Provided text
* Start *

In this part, the symmetric property of an ASDW vector in a centro-symmetric array is derived in detail. Let us consider a centro-symmetric array consisting of M identical antenna elements centered at the coordinate origin, where the m-th sensor is placed at $(x_m,y_m,z_m)$ for $m=1,2\dots ,M$. The array manifold vector in direction $(\theta ,\gamma )$ is expressed as:

$$a(\theta ,\gamma )=\left[\begin{array}{c}{e}^{j(2\pi /\lambda )(x_1\cos \theta \sin \gamma +y_1\sin \theta \sin \gamma +z_1\cos \gamma )}\\ e^{j(2\pi /\lambda )(x_2\cos \theta \sin \gamma +y_2\sin \theta \sin \gamma +z_2\cos \gamma )}\\ ......\\ e^{j(2\pi /\lambda )(x_M\cos \theta \sin \gamma +y_M\sin \theta \sin \gamma +z_M\cos \gamma )}\end{array}\right].$$

(10)

* End *

Set exercise a
For each statement about the provided text, answer yes or no and quote the words from the text that settle it: (i) the array's antenna elements are all identical; (ii) the array is centered away from the coordinate origin; (iii) the symmetric property is derived only in brief.

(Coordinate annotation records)

* Start *

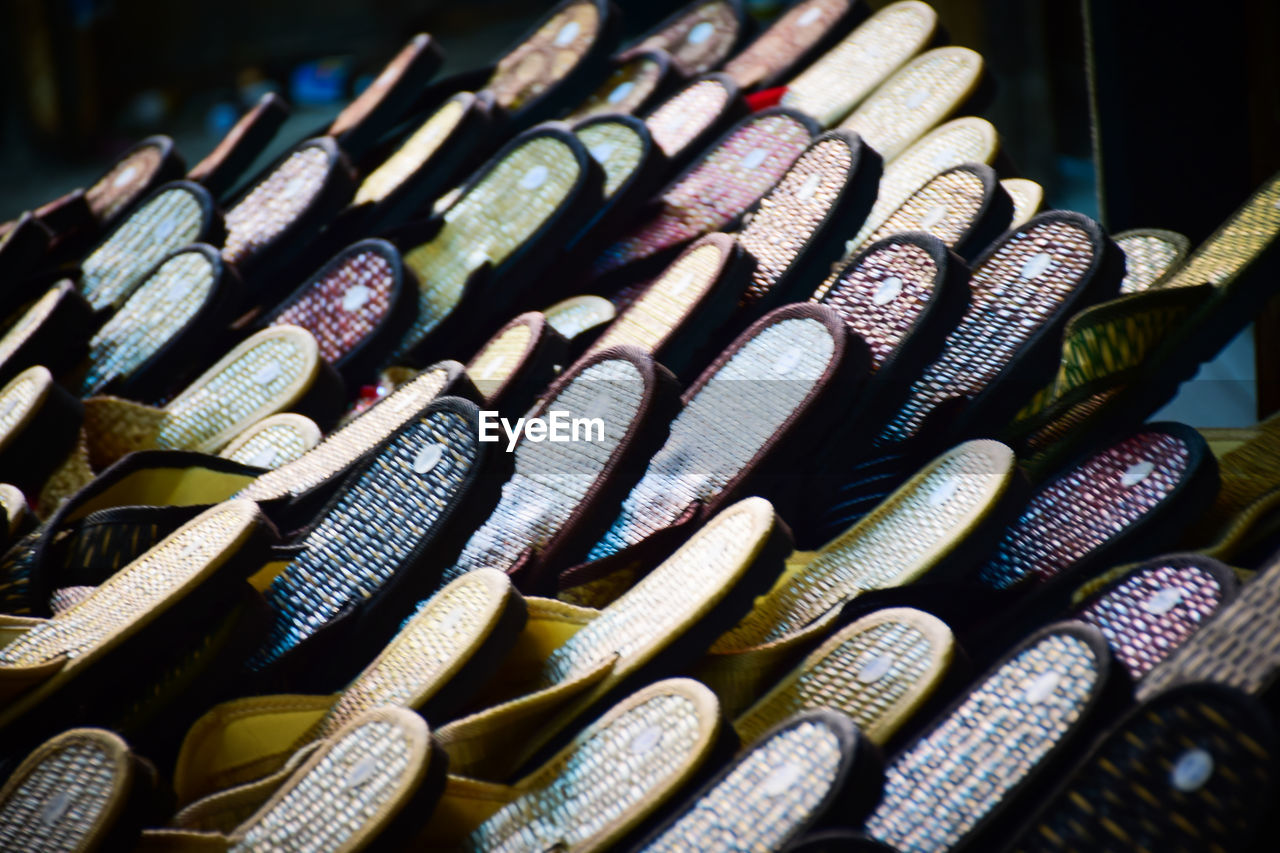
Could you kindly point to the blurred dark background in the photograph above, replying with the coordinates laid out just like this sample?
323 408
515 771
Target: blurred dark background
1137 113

* End *
* Start *

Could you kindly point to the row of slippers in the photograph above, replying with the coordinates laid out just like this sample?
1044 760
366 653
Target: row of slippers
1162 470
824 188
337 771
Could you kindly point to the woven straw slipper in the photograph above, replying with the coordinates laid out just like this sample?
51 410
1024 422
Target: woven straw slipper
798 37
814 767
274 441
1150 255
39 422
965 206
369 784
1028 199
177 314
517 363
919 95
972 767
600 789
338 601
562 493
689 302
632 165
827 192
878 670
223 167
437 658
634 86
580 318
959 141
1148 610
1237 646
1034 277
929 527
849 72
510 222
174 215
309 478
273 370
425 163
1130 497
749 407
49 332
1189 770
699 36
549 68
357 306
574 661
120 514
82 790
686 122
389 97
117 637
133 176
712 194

* End *

Set exercise b
Return every line of the listing above that contains the string "slippers". Case counts.

Written answer a
(i) Yes: "consisting of M identical antenna elements"
(ii) No: "centered at the coordinate origin"
(iii) No: "is derived in detail"

Written answer b
Could you kindly point to the row of slippers in the photograph above, replying with the coordinates laid out just like this sample?
Target: row of slippers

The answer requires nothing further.